Items —
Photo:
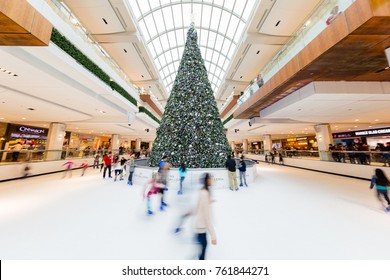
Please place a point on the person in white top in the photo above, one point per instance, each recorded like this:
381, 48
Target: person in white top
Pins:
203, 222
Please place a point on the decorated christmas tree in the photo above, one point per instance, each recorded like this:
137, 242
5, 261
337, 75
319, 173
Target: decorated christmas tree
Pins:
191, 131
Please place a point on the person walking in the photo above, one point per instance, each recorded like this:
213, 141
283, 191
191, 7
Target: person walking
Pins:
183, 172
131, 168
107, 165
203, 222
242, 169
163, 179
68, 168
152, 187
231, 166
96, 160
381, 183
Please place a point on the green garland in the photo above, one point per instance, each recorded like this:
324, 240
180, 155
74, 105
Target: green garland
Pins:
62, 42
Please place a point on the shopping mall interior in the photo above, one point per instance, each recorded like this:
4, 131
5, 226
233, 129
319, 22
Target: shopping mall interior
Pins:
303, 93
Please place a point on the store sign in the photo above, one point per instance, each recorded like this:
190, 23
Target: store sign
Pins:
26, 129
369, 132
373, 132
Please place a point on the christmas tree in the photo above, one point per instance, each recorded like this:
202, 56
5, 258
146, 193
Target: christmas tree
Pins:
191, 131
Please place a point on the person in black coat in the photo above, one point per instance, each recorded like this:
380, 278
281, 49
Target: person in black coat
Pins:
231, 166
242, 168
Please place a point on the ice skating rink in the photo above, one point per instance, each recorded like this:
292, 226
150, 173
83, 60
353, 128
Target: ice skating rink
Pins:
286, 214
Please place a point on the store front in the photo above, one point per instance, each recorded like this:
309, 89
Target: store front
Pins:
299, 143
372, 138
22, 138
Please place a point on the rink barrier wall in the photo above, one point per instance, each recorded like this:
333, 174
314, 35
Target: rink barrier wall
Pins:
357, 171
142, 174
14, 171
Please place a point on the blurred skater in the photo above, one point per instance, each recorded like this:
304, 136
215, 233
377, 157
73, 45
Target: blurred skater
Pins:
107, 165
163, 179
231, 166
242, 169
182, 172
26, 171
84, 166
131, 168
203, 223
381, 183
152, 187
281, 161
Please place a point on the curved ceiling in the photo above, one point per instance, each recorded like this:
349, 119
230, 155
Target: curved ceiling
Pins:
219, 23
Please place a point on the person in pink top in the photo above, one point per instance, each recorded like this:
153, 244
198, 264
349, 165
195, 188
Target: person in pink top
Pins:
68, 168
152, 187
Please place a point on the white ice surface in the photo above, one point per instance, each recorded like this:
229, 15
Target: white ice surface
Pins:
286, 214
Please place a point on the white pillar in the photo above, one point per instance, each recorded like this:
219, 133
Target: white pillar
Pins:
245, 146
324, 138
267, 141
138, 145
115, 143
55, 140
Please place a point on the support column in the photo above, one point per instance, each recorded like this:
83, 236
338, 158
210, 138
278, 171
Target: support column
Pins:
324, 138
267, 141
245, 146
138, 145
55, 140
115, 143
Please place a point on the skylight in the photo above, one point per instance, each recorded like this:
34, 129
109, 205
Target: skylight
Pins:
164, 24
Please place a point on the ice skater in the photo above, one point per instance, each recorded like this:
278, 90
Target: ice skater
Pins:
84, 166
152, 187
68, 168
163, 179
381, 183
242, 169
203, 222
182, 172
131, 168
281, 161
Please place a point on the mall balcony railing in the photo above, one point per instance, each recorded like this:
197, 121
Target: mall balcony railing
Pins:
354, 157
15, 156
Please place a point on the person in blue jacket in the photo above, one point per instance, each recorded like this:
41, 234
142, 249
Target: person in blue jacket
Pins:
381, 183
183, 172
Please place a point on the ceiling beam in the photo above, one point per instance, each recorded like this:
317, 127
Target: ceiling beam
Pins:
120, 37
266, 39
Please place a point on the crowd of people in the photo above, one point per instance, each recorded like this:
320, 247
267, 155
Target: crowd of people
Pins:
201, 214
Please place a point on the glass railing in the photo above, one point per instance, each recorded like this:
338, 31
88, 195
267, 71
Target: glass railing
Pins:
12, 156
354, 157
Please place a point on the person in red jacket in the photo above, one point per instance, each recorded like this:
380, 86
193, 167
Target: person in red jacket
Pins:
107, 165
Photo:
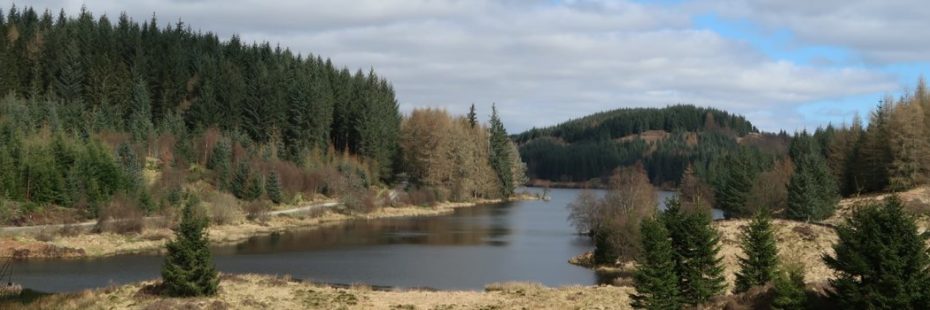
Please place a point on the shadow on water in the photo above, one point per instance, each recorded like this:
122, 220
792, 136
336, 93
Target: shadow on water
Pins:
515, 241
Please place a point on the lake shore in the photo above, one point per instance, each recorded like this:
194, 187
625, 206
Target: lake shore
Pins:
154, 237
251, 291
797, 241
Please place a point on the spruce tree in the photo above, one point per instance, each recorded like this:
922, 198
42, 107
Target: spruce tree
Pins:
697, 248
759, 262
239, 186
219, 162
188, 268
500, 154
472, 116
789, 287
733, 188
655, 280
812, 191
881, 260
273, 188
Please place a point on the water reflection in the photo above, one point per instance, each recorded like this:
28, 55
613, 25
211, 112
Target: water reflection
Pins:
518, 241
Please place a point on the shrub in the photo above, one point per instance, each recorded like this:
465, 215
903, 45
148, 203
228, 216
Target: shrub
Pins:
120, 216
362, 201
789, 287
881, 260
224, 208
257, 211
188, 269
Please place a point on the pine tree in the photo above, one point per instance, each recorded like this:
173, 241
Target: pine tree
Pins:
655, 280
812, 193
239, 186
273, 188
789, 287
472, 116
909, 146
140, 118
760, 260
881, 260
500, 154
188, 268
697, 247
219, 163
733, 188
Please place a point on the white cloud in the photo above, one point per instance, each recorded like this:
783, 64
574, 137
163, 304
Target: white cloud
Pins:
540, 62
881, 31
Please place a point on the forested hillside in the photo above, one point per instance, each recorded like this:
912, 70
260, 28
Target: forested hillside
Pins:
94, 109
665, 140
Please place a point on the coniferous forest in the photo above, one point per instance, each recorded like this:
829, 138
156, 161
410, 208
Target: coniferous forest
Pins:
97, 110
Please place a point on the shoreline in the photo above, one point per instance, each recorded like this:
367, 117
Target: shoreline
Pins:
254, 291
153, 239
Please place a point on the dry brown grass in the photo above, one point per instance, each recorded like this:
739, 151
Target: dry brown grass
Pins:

Goal — Return exactly the lines of the data, and only those, from the line with "Please place a point on the lake" through the last line, inclusive.

Completed task —
Please place a point on the lake shore in the photo above, one point per instance, each recorded like this:
194, 187
625, 206
Target: lake shore
Pins:
154, 237
251, 291
797, 241
Please place a point on the spruce tree in the photo above, one point per instance, each recorded like this:
922, 198
42, 107
Target: spruce tree
Pins:
697, 248
759, 262
239, 186
219, 162
188, 268
500, 154
472, 116
789, 287
733, 188
655, 280
812, 191
881, 260
273, 188
Please place a point on the water reflection in the photo above, one point per instance, each recorded like this:
28, 55
613, 25
211, 112
Target: water reflection
Pins:
518, 241
Please place a point on the shrub in the photo above, one point per instance, each recorded like this:
465, 215
903, 45
148, 203
228, 216
Target: shrub
Pins:
120, 216
362, 201
789, 287
881, 260
224, 208
257, 211
188, 269
Please place a point on the pine tree in the photo above, one point per instance, each recorded like this:
173, 241
Target: pine tree
Pins:
655, 280
812, 193
239, 186
273, 188
789, 287
472, 116
909, 146
140, 118
760, 260
881, 260
500, 154
188, 268
697, 247
219, 163
733, 188
Please place a point on the white cloud in the photo above, one point per instance, each recorded like this:
783, 64
574, 137
163, 304
Target: white cloud
Pins:
540, 62
881, 31
Please place a point on the forested hillside in the photo above, one point per instance, each recorded like this:
912, 70
260, 28
Target: forested hillside
Pins:
94, 109
665, 140
Please place a point on the coniferous forest in the photo above, one point per instance, each recorded like this:
829, 138
156, 161
410, 208
Target: coniferous forest
Pins:
97, 110
Please place a point on the shoreline in the photo above, one point per instance, each recorded like this:
367, 117
Target: shoreline
Pins:
254, 291
153, 239
Please place a point on the dry brown grass in the photo above, one point per instance, each recorded like this:
739, 151
Target: dry brown grass
Pins:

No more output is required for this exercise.